▶ _TRY IT_: Summarize the notes on using the VEP API in three sentences.

▶ _TEXT UNDER STUDY_:
..............................

The prompt specifies using the VEP API available at this endpoint: https://rest.ensembl.org/#VEP. This API was yielding pretty unreliable results (or reliably poor results), as more than 95% of requests returned 400s.
I did some digging and realized that this may be due to the genome assembly version--the VEP API currently uses GRCh38, but the provided VCF file appears to have been based on the GRCh37 assembly (based on the metadata 'refFile': '/data/ref_genome/human_g1k_v37.fasta'
). I then switched to using a different VEP API version ("https://grch37.rest.ensembl.org"), which dramatically improved request success rate.
The package currently hard-codes the URL (and therefore the API version used in vep requests), but In a future version I'd probably want to make the package more extensible so you could toggle between assembly versions, and/or find a way to interpret assembly version from the file metadata.
The current process runs fairly slowly. I was originally using the single-HGVS endpoint and switched to the bulk endpoint to save time (and coupled this to making the reader behave like a generator).
Despite this, I'm still unsatisfied with the runtime. I opted to leave it as is for the sake of time, but for a longer-term projects I'd want to try a few different approaches to speed things up. One idea would be to switch to using asynio/aiohttp
, as I've had a lot of success with it in the past for long chains of API calls like this, or alternatively take an offline approach and download the data needed to run this locally.
The current batch size is 50 by default, but this can be modified in code. The VEP API specs say that this value can be increased up to 300, although higher batch size may not necessarily mean faster runtime as VEP API request latency seems to scale noticeably with batch size. An interesting next step would be to benchmark various batch sizes and optimize for the best runtime.
In my first pass, I assumed the VEP hgvs bulk endpoint (which accepts a list of hgvs_notations
strings and returns a JSON array of objects) was returning an output list equal in length to the input list. It turns out the results for query strings it can't process are filtered out of the output entirely, so it is not guaranteed that the output list is equal in length to the input list provided. This resulted in dropped rows and annotation outputs that were misaligned with the input records.
To fix this I added a condition to realign inputs with outputs if the lists were of different lengths. For a longer term project I'd want to add more robust error handling and more useful annotations for input rows which failed certain steps.

..............................

(Dataset excerpts)
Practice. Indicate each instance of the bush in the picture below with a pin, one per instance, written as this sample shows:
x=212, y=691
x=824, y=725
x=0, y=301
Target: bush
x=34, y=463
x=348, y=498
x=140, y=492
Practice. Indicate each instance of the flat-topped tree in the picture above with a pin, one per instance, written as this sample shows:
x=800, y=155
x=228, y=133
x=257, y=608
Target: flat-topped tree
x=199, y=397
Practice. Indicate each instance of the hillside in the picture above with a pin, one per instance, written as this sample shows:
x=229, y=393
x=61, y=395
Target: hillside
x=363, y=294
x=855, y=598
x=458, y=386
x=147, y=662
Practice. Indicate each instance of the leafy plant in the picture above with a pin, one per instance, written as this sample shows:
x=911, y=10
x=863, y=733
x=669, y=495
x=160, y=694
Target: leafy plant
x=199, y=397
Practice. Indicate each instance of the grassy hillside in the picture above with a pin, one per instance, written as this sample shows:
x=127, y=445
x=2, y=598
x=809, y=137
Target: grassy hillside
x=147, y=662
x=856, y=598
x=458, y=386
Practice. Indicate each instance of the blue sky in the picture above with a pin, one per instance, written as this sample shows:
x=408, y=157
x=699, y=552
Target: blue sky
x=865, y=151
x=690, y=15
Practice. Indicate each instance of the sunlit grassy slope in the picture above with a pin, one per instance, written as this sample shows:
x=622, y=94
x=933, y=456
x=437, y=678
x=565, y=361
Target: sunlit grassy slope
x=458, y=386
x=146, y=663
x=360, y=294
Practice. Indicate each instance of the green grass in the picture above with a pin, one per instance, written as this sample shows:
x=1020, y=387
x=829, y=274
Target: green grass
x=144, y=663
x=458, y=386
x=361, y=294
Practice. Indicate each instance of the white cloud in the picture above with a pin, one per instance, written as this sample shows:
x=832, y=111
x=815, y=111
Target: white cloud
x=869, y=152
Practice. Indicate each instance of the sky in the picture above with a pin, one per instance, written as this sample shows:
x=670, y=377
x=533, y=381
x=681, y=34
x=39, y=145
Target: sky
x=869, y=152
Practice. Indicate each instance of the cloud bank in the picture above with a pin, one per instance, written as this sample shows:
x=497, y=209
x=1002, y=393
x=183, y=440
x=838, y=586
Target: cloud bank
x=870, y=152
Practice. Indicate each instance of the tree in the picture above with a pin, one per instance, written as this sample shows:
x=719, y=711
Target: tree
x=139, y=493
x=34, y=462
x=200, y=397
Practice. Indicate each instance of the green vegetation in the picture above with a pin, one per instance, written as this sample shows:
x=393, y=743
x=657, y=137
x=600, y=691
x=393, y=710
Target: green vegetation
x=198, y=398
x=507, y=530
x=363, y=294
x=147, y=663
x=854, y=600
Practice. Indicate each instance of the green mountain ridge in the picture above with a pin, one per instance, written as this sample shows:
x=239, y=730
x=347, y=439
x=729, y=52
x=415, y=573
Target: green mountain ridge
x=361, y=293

..............................

▶ _RESPONSE_: Most requests to the VEP API failed, likely because the API uses GRCh38 while the VCF file seemed based on GRCh37, so switching to the GRCh37 endpoint greatly improved the success rate. Moving from the single-HGVS endpoint to the bulk endpoint saved time, but runtime is still slow, and possible later steps include trying aiohttp, working offline, and benchmarking batch sizes (50 by default, up to 300 allowed). The bulk endpoint leaves out results for strings it can't process, which caused dropped and misaligned rows, so a check was added to realign inputs and outputs when the lists differ in length.